→ **TASK GOAL**: Bring together copies of the lines in the data below that contain the word "yellow".

→ **SUPPLIED RECORDS**:
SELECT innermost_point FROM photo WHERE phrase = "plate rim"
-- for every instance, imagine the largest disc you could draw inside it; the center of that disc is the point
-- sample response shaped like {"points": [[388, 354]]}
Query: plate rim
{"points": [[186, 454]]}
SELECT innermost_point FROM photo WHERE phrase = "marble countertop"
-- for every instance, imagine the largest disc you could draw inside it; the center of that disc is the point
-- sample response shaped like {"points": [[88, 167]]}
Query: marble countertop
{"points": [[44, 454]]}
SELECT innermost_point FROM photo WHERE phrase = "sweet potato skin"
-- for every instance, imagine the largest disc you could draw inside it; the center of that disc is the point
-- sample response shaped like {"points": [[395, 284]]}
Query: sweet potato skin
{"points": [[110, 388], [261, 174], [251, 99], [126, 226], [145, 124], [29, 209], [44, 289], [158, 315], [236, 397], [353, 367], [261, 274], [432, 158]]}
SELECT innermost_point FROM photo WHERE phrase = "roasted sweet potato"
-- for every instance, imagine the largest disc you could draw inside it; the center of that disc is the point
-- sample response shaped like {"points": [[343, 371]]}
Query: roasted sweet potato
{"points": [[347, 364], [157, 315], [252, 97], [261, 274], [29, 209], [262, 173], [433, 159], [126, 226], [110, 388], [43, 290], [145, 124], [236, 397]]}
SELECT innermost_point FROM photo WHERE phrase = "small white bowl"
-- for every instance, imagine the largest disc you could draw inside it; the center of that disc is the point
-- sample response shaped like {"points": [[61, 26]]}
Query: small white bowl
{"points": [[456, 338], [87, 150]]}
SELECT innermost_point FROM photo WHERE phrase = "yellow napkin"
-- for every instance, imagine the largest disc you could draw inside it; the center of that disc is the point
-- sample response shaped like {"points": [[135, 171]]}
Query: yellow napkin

→ **OUTPUT BELOW**:
SELECT innermost_point FROM photo WHERE phrase = "yellow napkin"
Query: yellow napkin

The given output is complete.